▶ **Information**
::::::
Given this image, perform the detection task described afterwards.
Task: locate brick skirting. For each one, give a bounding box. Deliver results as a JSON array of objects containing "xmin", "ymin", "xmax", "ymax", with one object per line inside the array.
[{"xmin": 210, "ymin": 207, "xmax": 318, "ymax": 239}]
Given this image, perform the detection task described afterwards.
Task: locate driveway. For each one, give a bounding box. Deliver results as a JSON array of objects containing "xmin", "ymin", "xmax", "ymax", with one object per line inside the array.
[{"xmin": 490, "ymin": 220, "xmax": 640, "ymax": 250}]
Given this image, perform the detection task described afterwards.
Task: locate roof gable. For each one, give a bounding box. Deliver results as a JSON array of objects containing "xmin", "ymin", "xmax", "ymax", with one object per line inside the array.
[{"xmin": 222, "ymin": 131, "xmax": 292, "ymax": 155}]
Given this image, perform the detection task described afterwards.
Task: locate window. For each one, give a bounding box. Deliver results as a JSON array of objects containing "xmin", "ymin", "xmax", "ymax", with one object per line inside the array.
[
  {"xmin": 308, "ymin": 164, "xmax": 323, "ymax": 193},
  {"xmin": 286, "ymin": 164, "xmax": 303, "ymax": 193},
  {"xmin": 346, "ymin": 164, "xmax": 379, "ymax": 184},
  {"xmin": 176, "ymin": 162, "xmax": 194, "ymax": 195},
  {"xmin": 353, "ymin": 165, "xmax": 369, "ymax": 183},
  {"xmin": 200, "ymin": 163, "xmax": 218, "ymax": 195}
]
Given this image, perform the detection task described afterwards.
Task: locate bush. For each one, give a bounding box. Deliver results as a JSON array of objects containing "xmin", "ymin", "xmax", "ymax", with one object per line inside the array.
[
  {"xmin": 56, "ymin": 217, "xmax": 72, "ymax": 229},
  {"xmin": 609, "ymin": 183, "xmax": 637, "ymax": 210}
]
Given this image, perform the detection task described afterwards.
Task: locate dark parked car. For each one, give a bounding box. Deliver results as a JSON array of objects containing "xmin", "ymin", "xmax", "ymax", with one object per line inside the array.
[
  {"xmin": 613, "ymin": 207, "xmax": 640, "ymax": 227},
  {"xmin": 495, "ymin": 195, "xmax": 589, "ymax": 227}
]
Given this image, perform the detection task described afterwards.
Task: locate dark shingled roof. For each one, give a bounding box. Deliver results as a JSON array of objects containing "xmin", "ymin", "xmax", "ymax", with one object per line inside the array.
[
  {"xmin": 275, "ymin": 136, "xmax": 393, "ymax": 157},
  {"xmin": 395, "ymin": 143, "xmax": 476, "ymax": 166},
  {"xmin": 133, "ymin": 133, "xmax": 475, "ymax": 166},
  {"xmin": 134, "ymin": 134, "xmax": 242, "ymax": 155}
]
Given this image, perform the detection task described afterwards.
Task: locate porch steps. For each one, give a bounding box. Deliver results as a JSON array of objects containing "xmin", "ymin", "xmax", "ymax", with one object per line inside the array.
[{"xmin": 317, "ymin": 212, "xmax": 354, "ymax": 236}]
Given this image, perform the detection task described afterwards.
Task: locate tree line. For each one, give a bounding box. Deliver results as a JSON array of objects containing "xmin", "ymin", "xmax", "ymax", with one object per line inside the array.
::::::
▶ **Assignment**
Each entry above is to be transcribed without alteration.

▶ **Answer space**
Given this image, perform the detection task described afterwards.
Task: locate brick skirting. For each one, give a bounding box. Deliver results as a JSON array of objects containing "xmin", "ymin", "xmax", "ymax", with one object per line inside the array.
[{"xmin": 210, "ymin": 207, "xmax": 318, "ymax": 239}]
Given this image, perform the detection task described afterwards.
Task: locate driveway. For each one, give a bounding box. Deliver results as a JSON array of objects containing "xmin", "ymin", "xmax", "ymax", with one object per line inside the array.
[{"xmin": 490, "ymin": 220, "xmax": 640, "ymax": 250}]
Given this image, perform the detection task described afterwards.
Task: locate roof gable. For each one, give a bounding box. Deliver results as a JSON array of objects containing "xmin", "ymin", "xmax", "ymax", with one object per line inside the array.
[{"xmin": 222, "ymin": 131, "xmax": 292, "ymax": 155}]
Given this image, perform the detection task described afterwards.
Task: locate window. For each one, give a bounding box. Deliver results as a JSON array of objects containing "xmin", "ymin", "xmax", "ymax", with one object per line inside the array.
[
  {"xmin": 308, "ymin": 164, "xmax": 323, "ymax": 193},
  {"xmin": 286, "ymin": 164, "xmax": 303, "ymax": 193},
  {"xmin": 346, "ymin": 164, "xmax": 379, "ymax": 184},
  {"xmin": 176, "ymin": 162, "xmax": 194, "ymax": 195},
  {"xmin": 353, "ymin": 165, "xmax": 369, "ymax": 183},
  {"xmin": 200, "ymin": 163, "xmax": 218, "ymax": 195}
]
Given this image, perform the detection task described afterwards.
Task: locate bush. For each one, give a bounding box. Deliver results as a JSON array of objects containing "xmin", "ymin", "xmax", "ymax", with one object per line inside the array.
[
  {"xmin": 56, "ymin": 217, "xmax": 72, "ymax": 229},
  {"xmin": 609, "ymin": 183, "xmax": 637, "ymax": 210}
]
Given this image, perform the detection task described afterwards.
Task: locate dark parked car. For each one, give a bounding box. Deliver results as a JSON array of objects containing "xmin", "ymin", "xmax", "ymax", with one object per line inside the array.
[
  {"xmin": 613, "ymin": 207, "xmax": 640, "ymax": 227},
  {"xmin": 495, "ymin": 195, "xmax": 589, "ymax": 227}
]
Given this image, perform the detection task described afterwards.
Task: locate dark shingled roof. For each one, give a bounding box. Deliver results as a JSON array of objects containing "xmin", "ymin", "xmax", "ymax", with one object per line inside the array.
[
  {"xmin": 275, "ymin": 136, "xmax": 393, "ymax": 157},
  {"xmin": 395, "ymin": 143, "xmax": 476, "ymax": 166},
  {"xmin": 133, "ymin": 133, "xmax": 475, "ymax": 166},
  {"xmin": 134, "ymin": 134, "xmax": 242, "ymax": 155}
]
Given this image, perform the detection task described afterwards.
Task: locate porch steps. For each one, give a bounding box. Deliver results as a JSON array of objects containing "xmin", "ymin", "xmax", "ymax", with one object per line inside the array.
[{"xmin": 317, "ymin": 212, "xmax": 354, "ymax": 236}]
Given this image, perform the detection task described afterwards.
Task: locate tree line. For each one, give a bounding box. Deliver results as a JSON array of objects containing "xmin", "ymin", "xmax", "ymax", with one object per line inside the array.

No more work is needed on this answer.